> [Requirements]: Copy exactly the lines from the "Reviewer check: every instance of the crown" line to the end, both included, and nothing else.

◇ ◇ ◇ ◇ ◇

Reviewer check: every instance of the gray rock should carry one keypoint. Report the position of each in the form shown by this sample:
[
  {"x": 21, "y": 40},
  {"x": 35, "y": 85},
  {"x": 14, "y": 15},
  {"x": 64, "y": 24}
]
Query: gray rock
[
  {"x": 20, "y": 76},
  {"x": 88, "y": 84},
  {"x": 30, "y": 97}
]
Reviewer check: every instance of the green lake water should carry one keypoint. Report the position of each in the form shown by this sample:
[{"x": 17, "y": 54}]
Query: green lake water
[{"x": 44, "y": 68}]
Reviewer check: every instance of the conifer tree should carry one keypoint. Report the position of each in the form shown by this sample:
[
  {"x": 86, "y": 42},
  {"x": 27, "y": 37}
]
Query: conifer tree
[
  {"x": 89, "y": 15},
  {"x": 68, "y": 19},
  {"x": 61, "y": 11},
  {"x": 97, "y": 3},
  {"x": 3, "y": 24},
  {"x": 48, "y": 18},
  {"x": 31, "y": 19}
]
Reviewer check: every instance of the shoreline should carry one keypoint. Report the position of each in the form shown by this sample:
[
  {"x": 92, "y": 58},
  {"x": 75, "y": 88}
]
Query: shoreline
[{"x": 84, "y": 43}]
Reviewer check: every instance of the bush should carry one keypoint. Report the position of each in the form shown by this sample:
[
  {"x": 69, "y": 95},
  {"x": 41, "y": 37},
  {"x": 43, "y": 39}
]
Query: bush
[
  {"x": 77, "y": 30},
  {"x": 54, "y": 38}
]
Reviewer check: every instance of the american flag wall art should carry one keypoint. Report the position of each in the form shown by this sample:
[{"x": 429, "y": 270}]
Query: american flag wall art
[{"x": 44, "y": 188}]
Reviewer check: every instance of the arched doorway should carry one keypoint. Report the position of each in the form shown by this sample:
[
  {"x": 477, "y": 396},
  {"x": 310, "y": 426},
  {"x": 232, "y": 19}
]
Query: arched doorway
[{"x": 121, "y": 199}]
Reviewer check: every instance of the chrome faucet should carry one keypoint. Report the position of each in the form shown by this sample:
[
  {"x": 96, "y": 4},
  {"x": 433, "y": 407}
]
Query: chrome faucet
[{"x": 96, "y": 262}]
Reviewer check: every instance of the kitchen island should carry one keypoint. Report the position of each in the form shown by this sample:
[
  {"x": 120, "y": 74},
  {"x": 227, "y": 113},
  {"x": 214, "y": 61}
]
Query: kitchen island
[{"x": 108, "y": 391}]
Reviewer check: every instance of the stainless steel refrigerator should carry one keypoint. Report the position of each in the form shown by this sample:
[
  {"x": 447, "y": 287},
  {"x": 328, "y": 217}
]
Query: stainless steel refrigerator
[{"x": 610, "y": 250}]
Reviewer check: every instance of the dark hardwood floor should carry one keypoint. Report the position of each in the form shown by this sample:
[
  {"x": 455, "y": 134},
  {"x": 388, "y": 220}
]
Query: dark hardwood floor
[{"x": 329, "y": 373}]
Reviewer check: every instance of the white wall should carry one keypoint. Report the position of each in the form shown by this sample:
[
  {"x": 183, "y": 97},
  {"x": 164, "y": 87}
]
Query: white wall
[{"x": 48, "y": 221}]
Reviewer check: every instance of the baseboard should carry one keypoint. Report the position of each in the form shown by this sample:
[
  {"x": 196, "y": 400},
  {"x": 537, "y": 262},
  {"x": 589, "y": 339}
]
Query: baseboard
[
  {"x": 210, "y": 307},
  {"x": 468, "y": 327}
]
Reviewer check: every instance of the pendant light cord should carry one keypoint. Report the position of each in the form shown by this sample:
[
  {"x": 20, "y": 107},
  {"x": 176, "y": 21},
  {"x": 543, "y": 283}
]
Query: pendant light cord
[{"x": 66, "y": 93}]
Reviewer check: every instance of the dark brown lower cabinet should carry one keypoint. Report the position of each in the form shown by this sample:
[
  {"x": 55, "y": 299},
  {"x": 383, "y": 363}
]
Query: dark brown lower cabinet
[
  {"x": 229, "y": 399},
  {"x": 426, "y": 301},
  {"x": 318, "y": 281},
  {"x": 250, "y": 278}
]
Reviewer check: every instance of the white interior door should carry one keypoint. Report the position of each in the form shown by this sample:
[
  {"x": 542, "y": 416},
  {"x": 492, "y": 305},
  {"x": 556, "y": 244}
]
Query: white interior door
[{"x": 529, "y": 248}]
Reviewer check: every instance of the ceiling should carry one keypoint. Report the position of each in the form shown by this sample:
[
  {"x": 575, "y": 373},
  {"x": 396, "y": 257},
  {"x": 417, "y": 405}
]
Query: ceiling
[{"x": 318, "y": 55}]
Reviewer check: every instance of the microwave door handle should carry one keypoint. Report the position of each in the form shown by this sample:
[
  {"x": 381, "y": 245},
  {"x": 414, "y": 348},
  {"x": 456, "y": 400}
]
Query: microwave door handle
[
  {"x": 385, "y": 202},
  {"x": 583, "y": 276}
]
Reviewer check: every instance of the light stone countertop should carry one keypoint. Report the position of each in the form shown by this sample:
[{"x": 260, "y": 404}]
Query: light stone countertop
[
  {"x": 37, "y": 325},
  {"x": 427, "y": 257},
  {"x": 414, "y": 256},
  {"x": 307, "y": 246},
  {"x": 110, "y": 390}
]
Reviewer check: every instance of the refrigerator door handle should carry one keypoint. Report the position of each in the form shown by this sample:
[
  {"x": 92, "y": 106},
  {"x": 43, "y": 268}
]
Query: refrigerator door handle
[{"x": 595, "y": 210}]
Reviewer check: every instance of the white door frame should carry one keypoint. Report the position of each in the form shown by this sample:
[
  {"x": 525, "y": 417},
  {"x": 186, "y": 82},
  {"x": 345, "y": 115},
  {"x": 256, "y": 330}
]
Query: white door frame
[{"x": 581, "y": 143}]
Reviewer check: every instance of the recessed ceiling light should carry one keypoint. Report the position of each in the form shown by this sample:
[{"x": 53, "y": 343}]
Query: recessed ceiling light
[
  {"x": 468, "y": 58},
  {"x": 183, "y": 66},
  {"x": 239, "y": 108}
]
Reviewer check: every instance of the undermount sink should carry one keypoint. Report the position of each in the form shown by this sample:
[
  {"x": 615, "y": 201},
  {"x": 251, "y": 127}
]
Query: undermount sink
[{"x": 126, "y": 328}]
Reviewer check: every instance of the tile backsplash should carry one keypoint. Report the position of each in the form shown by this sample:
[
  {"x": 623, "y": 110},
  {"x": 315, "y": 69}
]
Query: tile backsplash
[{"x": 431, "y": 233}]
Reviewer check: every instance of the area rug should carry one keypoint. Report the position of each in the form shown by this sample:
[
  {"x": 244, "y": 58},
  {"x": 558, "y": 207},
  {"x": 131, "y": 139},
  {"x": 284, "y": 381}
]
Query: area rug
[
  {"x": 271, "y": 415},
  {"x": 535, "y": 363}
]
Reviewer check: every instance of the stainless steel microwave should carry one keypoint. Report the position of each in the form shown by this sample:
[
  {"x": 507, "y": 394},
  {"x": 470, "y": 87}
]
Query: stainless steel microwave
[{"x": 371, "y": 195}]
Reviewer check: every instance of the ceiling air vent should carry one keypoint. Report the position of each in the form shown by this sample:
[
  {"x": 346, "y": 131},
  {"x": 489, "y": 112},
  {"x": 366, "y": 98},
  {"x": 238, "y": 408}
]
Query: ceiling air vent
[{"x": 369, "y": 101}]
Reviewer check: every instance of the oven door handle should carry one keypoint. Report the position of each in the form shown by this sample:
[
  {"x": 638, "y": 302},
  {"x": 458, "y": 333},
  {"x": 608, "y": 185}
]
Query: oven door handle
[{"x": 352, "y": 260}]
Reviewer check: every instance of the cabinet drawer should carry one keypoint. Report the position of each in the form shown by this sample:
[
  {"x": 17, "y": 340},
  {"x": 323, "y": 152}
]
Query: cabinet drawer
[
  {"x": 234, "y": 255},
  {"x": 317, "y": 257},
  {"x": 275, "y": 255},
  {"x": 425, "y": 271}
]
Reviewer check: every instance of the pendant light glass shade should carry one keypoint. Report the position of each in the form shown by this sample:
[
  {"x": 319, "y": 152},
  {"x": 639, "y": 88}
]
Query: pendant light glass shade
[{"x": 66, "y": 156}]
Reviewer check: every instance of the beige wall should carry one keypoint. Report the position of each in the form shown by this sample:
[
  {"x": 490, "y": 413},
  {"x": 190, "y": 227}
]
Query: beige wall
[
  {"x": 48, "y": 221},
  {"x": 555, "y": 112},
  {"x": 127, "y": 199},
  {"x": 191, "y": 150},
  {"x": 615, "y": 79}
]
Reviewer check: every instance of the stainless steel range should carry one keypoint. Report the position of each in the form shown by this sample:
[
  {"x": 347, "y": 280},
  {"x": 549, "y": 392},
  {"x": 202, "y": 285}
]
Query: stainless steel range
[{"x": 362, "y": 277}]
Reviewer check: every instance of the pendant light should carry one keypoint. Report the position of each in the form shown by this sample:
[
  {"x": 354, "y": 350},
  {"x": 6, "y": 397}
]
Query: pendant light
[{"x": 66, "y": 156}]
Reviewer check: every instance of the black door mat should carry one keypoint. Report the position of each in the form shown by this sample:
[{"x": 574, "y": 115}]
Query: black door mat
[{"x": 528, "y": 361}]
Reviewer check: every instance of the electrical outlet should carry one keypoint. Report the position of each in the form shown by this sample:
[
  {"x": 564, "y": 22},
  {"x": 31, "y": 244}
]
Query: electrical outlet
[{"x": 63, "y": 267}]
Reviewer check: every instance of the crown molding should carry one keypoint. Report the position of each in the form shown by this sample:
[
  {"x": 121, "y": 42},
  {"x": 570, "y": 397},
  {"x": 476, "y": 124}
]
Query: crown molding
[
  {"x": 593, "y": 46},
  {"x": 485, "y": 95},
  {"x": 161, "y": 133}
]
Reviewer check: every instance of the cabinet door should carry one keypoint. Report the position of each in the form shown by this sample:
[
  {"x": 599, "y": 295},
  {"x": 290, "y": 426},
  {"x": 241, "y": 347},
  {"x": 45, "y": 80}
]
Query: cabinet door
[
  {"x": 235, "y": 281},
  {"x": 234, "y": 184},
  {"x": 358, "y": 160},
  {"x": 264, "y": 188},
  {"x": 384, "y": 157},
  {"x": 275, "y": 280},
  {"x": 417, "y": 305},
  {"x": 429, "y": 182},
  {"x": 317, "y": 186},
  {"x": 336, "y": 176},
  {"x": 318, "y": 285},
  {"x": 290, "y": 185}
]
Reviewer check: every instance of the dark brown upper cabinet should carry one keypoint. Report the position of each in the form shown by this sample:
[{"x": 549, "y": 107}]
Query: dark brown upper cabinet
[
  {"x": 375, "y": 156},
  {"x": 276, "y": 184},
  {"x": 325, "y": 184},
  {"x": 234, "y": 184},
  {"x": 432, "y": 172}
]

◇ ◇ ◇ ◇ ◇

> [Response to the exercise]:
Reviewer check: every instance of the crown molding should carry one keypoint. Report the position of each in the form shown by this sample:
[
  {"x": 121, "y": 42},
  {"x": 570, "y": 397},
  {"x": 476, "y": 124}
]
Query: crown molding
[
  {"x": 593, "y": 46},
  {"x": 485, "y": 95},
  {"x": 161, "y": 133}
]
Reviewer check: every instance of the cabinet door should carry one keypoint. Report the position of each in the form shown by this sample:
[
  {"x": 599, "y": 295},
  {"x": 290, "y": 426},
  {"x": 241, "y": 347},
  {"x": 45, "y": 80}
]
Query: cabinet door
[
  {"x": 235, "y": 281},
  {"x": 234, "y": 184},
  {"x": 358, "y": 160},
  {"x": 264, "y": 188},
  {"x": 384, "y": 157},
  {"x": 275, "y": 280},
  {"x": 417, "y": 305},
  {"x": 429, "y": 182},
  {"x": 317, "y": 186},
  {"x": 336, "y": 176},
  {"x": 318, "y": 285},
  {"x": 290, "y": 185}
]
Reviewer check: every instance of the dark brown upper cabinet should carry one keypoint. Report the position of each in the form shown by this sample:
[{"x": 549, "y": 107}]
Query: dark brown upper cabinet
[
  {"x": 375, "y": 156},
  {"x": 276, "y": 184},
  {"x": 325, "y": 184},
  {"x": 234, "y": 184},
  {"x": 432, "y": 172}
]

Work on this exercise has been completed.